Give the listing back in full, exactly as written, with the pictures removed.

· · · · · · ·

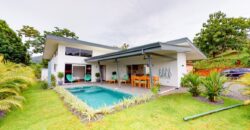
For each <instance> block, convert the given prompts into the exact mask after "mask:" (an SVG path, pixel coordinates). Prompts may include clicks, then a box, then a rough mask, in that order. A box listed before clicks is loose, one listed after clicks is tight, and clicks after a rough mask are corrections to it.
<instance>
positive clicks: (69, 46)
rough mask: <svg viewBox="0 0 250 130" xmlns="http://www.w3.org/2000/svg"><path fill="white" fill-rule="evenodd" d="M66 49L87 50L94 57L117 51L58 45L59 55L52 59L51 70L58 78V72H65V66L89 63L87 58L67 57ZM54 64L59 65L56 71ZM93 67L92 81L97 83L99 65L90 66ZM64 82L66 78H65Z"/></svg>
mask: <svg viewBox="0 0 250 130" xmlns="http://www.w3.org/2000/svg"><path fill="white" fill-rule="evenodd" d="M66 47H73V48H79V49H86V50H92V56H97V55H102V54H106V53H110V52H114V51H115V50H111V49H102V48H94V47H90V46H84V45H79V44H70V45H66V44H59V45H58V53H57V56H55V57H53V58H52V59H51V63H52V64H51V69H52V71H51V72H52V74H54V75H55V76H56V77H57V73H58V72H63V73H64V71H65V64H81V65H87V64H89V63H86V62H85V59H86V58H87V57H80V56H68V55H65V50H66ZM54 64H57V67H56V70H55V71H54ZM89 65H91V76H92V77H91V81H92V82H95V80H96V78H95V73H97V72H99V66H98V64H89ZM63 80H64V78H63Z"/></svg>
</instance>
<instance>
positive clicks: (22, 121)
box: [0, 86, 250, 130]
mask: <svg viewBox="0 0 250 130" xmlns="http://www.w3.org/2000/svg"><path fill="white" fill-rule="evenodd" d="M24 96H25V97H26V99H27V100H26V102H25V105H24V108H23V110H15V111H13V112H10V113H9V114H8V115H7V116H6V117H5V118H3V119H1V120H0V129H3V130H40V129H49V130H50V129H51V130H54V129H60V130H63V129H72V130H73V129H109V130H112V129H113V130H116V129H119V130H128V129H130V130H132V129H136V130H137V129H143V130H146V129H149V130H152V129H174V130H175V129H178V130H179V129H183V130H185V129H227V130H236V129H241V130H244V129H246V130H247V129H248V130H249V128H250V124H249V122H250V106H246V107H239V108H234V109H231V110H227V111H223V112H219V113H216V114H212V115H209V116H206V117H202V118H198V119H195V120H191V121H188V122H184V121H183V119H182V118H183V117H185V116H190V115H193V114H198V113H201V112H206V111H209V110H213V109H216V108H220V107H223V106H228V105H232V104H236V103H240V101H237V100H233V99H229V98H225V99H224V100H225V101H224V102H225V103H224V105H211V104H207V103H204V102H200V101H198V100H196V99H194V98H192V97H191V96H190V95H189V94H173V95H168V96H163V97H160V98H158V99H156V100H153V101H151V102H149V103H145V104H142V105H138V106H135V107H131V108H128V109H126V110H123V111H120V112H117V113H114V114H111V115H107V116H106V117H104V119H102V120H101V121H98V122H93V123H85V124H83V123H81V122H80V121H79V119H77V118H76V117H75V116H74V115H72V114H71V113H70V112H69V111H68V110H67V108H66V107H65V106H64V105H63V103H62V101H61V100H60V99H59V97H58V95H57V94H56V93H55V92H54V91H52V90H42V89H40V88H38V87H36V86H35V87H32V88H30V89H29V90H27V91H25V92H24Z"/></svg>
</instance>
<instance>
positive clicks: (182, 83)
mask: <svg viewBox="0 0 250 130" xmlns="http://www.w3.org/2000/svg"><path fill="white" fill-rule="evenodd" d="M200 84H201V77H200V76H199V75H197V74H194V73H192V72H191V73H188V74H187V75H185V76H184V77H183V78H182V79H181V85H182V86H183V87H188V88H189V90H188V91H189V92H190V93H191V94H192V96H194V97H197V96H199V95H200V93H201V91H200Z"/></svg>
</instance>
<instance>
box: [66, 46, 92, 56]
mask: <svg viewBox="0 0 250 130" xmlns="http://www.w3.org/2000/svg"><path fill="white" fill-rule="evenodd" d="M65 55H70V56H81V57H92V51H91V50H83V49H77V48H71V47H66V51H65Z"/></svg>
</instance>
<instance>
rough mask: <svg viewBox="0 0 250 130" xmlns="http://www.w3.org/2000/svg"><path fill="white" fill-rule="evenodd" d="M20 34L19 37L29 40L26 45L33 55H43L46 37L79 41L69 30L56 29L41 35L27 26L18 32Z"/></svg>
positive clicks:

· · · · · · ·

Solution for this exercise:
For each <instance> block, convert the given prompts into the exact mask after "mask:" (an SVG path, pixel coordinates). Prompts may include clicks, then a box, then a rough mask, in that order. A box listed before clicks is loose, one listed after clicks is tight, and clicks after a rough mask are corrections to it.
<instance>
positive clicks: (69, 46)
rough mask: <svg viewBox="0 0 250 130" xmlns="http://www.w3.org/2000/svg"><path fill="white" fill-rule="evenodd" d="M66 49L87 50L94 57L117 51L58 45L59 55L52 59L51 70L58 78V72H65V66L89 63L87 58L67 57ZM54 64L59 65L56 71ZM93 67L92 81L97 83L99 65L90 66ZM64 82L66 78H65Z"/></svg>
mask: <svg viewBox="0 0 250 130" xmlns="http://www.w3.org/2000/svg"><path fill="white" fill-rule="evenodd" d="M66 47H73V48H79V49H86V50H92V56H97V55H102V54H106V53H110V52H114V51H115V50H111V49H102V48H94V47H90V46H84V45H79V44H70V45H66V44H59V45H58V53H57V56H55V57H53V58H52V59H51V63H52V64H51V69H52V71H51V72H52V74H54V75H55V76H56V77H57V73H58V72H63V73H64V71H65V64H81V65H87V64H89V63H86V62H85V59H86V58H87V57H80V56H68V55H65V50H66ZM54 64H57V67H56V70H55V71H54ZM89 65H91V76H92V77H91V81H92V82H95V80H96V78H95V73H97V72H99V66H98V64H89ZM63 80H64V78H63Z"/></svg>
</instance>
<instance>
positive clicks: (22, 121)
box: [0, 86, 250, 130]
mask: <svg viewBox="0 0 250 130" xmlns="http://www.w3.org/2000/svg"><path fill="white" fill-rule="evenodd" d="M24 96H25V97H26V99H27V100H26V102H25V105H24V108H23V110H15V111H13V112H10V113H9V114H8V115H7V116H6V117H5V118H3V119H1V120H0V129H3V130H40V129H49V130H50V129H51V130H54V129H60V130H63V129H72V130H73V129H109V130H112V129H113V130H116V129H119V130H128V129H130V130H132V129H136V130H137V129H143V130H146V129H149V130H152V129H174V130H175V129H178V130H179V129H183V130H185V129H227V130H236V129H241V130H244V129H246V130H247V129H248V130H249V128H250V124H249V122H250V106H246V107H239V108H234V109H231V110H227V111H223V112H219V113H216V114H212V115H209V116H206V117H202V118H198V119H195V120H191V121H188V122H184V121H183V119H182V118H183V117H185V116H190V115H193V114H198V113H201V112H206V111H209V110H213V109H216V108H220V107H223V106H228V105H232V104H236V103H240V101H237V100H233V99H229V98H225V99H224V100H225V101H224V102H225V103H224V105H211V104H207V103H204V102H200V101H198V100H196V99H194V98H192V97H191V96H190V95H189V94H173V95H168V96H163V97H160V98H158V99H156V100H153V101H151V102H149V103H145V104H142V105H138V106H135V107H131V108H128V109H126V110H123V111H120V112H117V113H114V114H111V115H107V116H106V117H104V119H102V120H101V121H98V122H93V123H85V124H83V123H81V122H80V121H79V119H77V118H76V117H75V116H74V115H72V114H71V113H70V112H69V111H68V110H67V108H66V107H65V106H64V105H63V103H62V101H61V100H60V99H59V97H58V95H57V94H56V93H55V92H54V91H52V90H42V89H40V88H38V87H36V86H35V87H32V88H30V89H29V90H27V91H25V92H24Z"/></svg>
</instance>
<instance>
positive clicks: (182, 83)
mask: <svg viewBox="0 0 250 130" xmlns="http://www.w3.org/2000/svg"><path fill="white" fill-rule="evenodd" d="M200 84H201V77H200V76H199V75H197V74H194V73H192V72H191V73H188V74H187V75H185V76H184V77H183V78H182V79H181V85H182V86H183V87H188V88H189V90H188V91H189V92H190V93H191V94H192V96H194V97H197V96H199V95H200V93H201V91H200Z"/></svg>
</instance>
<instance>
box: [66, 46, 92, 56]
mask: <svg viewBox="0 0 250 130" xmlns="http://www.w3.org/2000/svg"><path fill="white" fill-rule="evenodd" d="M65 55H70V56H81V57H92V51H91V50H83V49H77V48H71V47H66V51H65Z"/></svg>
</instance>
<instance>
rough mask: <svg viewBox="0 0 250 130" xmlns="http://www.w3.org/2000/svg"><path fill="white" fill-rule="evenodd" d="M20 34L19 37L29 40L26 45L33 55H43L46 37L79 41L69 30L56 29L41 35L27 26L18 32Z"/></svg>
positive clicks:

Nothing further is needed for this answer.